• Required actions
- a) Using the article on deducting business travel expenses, answer each question below on its own line, marking the answers (i), (ii), and (iii) to match.
(i) Since what year have employees been unable to deduct unreimbursed business-related expenses?
(ii) What kind of stay must the business away from home reasonably necessitate for these rules to apply?
(iii) What percentage of meal costs is deductible for long-haul truckers?
- b) Decide whether each statement below agrees with the article on deducting business travel expenses. Answer yes or no for each, and quote the words from the article that settle it.
(i) Employees with unreimbursed travel expenses can deduct them.
(ii) The cost of baggage counts as a deductible travel expense.
(iii) Lavish or extravagant expenses are deductible.
- c) Continue the article on deducting business travel expenses, starting right after its final sentence.

• Passage

━━━━━━━━━━━━━━━━━━━━

If you own a business or are self-employed and travel for business purposes, you need to know how much of your travel expenses are deductible. Often people either deduct more than allowed or they don’t deduct enough, assuming the expenses are not deductible. Travel expenses are only deductible if you own your own business or are self-employed. They are not deductible for employees with unreimbursed expenses since employees have no longer been able to deduct any unreimbursed business-related expenses since 2017.

The rules are different depending on if you are traveling within the US or outside of the US and if you have a spouse accompanying you. These rules apply when the business conducted away from home reasonably necessitates an overnight stay.

Here are some key rules for deducting away-from-home business travel expenses:

  • Travel Costs: Actual travel expenses such as airfare, car, taxi fares, bus, airport limousine, and baggage are deductible. You can also deduct the cost of meals and lodging. Meals are deductible even if they are not directly related to a business meeting or function, though only 50% of the meal cost is deductible (80% for long-haul truckers and certain other transportation workers). Be aware that expenses deemed “lavish or extravagant” are not deductible.

━━━━━━━━━━━━━━━━━━━━

• Records supplied
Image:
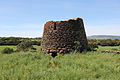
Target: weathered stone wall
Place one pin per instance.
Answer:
(59, 36)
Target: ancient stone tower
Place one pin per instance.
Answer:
(59, 36)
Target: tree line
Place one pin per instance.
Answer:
(105, 42)
(37, 41)
(17, 40)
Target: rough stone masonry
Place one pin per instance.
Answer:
(59, 36)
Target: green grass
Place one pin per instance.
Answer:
(74, 66)
(109, 48)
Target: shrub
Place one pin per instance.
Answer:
(92, 46)
(77, 46)
(24, 46)
(7, 51)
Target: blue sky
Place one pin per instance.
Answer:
(26, 18)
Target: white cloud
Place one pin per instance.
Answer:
(103, 30)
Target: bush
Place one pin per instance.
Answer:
(24, 46)
(77, 46)
(7, 51)
(92, 46)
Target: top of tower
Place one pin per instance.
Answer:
(77, 18)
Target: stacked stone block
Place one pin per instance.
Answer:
(59, 36)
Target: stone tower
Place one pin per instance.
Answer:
(59, 36)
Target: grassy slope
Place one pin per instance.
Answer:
(37, 66)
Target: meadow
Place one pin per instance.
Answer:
(73, 66)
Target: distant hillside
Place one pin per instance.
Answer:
(103, 37)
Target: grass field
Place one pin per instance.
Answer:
(74, 66)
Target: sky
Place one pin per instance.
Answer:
(26, 18)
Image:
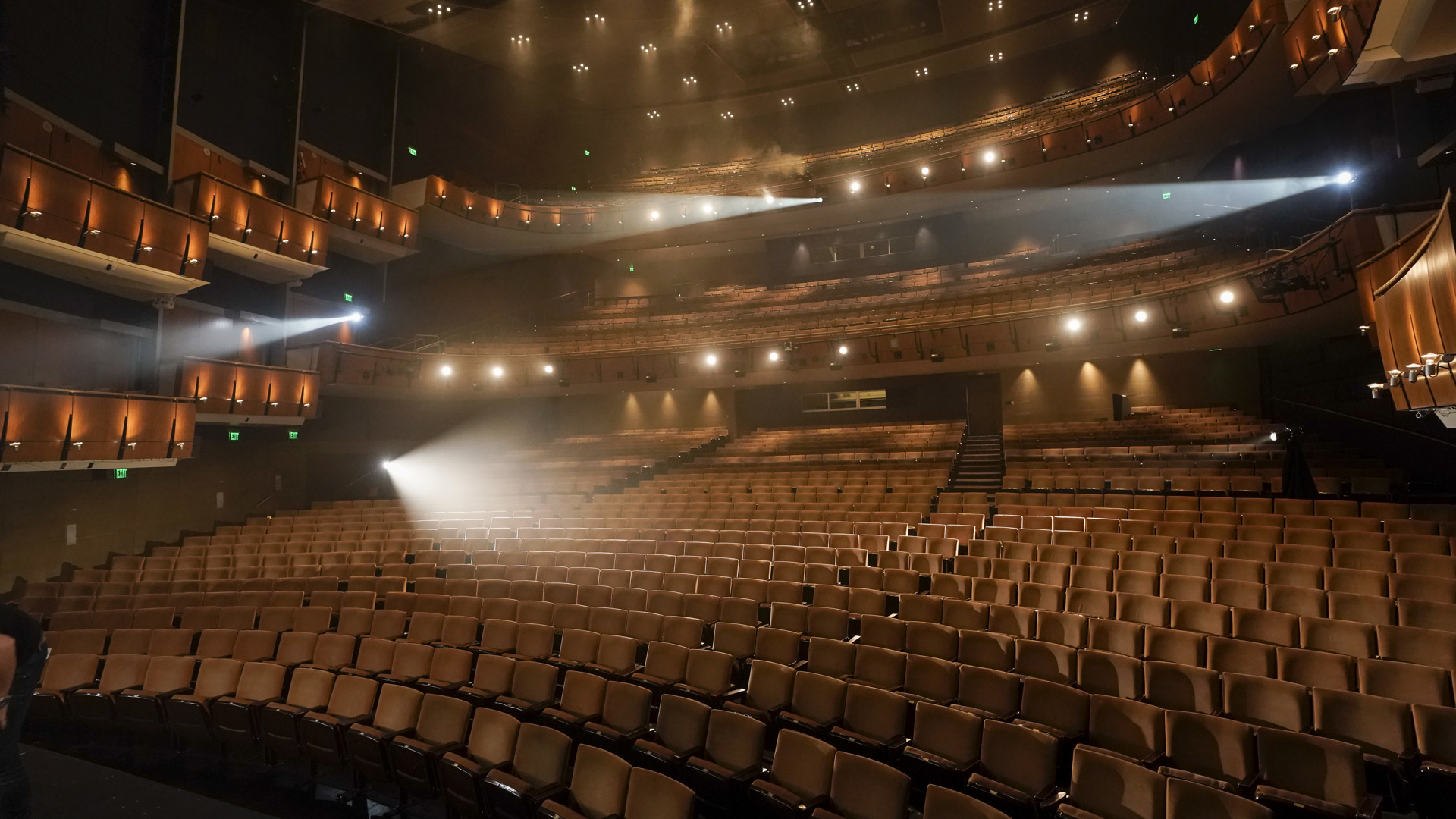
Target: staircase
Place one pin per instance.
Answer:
(979, 465)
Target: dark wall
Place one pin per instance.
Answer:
(256, 474)
(239, 76)
(105, 66)
(908, 398)
(1323, 388)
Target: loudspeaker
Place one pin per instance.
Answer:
(1122, 407)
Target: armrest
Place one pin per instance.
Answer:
(552, 809)
(1072, 812)
(777, 795)
(382, 735)
(424, 748)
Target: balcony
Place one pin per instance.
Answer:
(55, 428)
(64, 224)
(232, 392)
(254, 235)
(362, 224)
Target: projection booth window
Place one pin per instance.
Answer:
(842, 401)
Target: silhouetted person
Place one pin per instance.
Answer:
(22, 656)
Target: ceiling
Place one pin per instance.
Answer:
(648, 55)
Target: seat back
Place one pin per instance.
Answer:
(599, 783)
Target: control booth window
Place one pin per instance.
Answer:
(843, 401)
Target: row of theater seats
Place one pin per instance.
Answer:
(1030, 723)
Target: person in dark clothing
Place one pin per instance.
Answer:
(22, 656)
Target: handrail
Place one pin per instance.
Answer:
(910, 325)
(1430, 235)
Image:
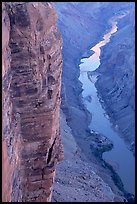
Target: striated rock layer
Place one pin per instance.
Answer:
(31, 71)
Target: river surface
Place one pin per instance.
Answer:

━━━━━━━━━━━━━━━━━━━━

• Task-by-task results
- a)
(i) 2017
(ii) An overnight stay
(iii) 80%

- b)
(i) No: "They are not deductible for employees with unreimbursed expenses"
(ii) Yes: "Actual travel expenses such as airfare, car, taxi fares, bus, airport limousine, and baggage are deductible."
(iii) No: "Be aware that expenses deemed “lavish or extravagant” are not deductible."

- c)
  • Personal Costs: Expenses for personal entertainment during the trip are not deductible. However, business-related expenses such as dry cleaning, phone calls, and computer rentals are deductible.
  • Mixed Business and Personal Trips: If your trip includes both business and personal elements (e.g., traveling for business and extending your stay for a vacation), you can only deduct expenses related to the business portion of the trip. This includes meals and lodging incurred during the business days. If the primary purpose of the trip is business, you can deduct the full travel cost (e.g., airfare) without needing to allocate between business and personal portions. Conversely, if the trip is mainly personal, none of the travel costs are deductible. The primary purpose is usually determined by the time spent on business versus personal activities, though this is not the only consideration.
  • Convention or Seminar Travel: If your trip is solely for attending a convention, seminar, or similar event, the IRS will scrutinize the nature of these meetings to ensure they are not merely vacations in disguise. Be sure to keep all documentation that supports the business or professional nature of your trip.
  • Personal Expenses: Costs incurred at home due to the trip, such as pet boarding, are not deductible.
  • Spousal travel: The rules for deducting your spouse’s travel expenses are quite stringent.
    • To qualify for a deduction, your spouse must be an employee of your business. This means you cannot deduct travel costs for your spouse unless they are a legitimate employee of your company, even if their presence has a genuine business purpose. This requirement often limits the ability to deduct such costs.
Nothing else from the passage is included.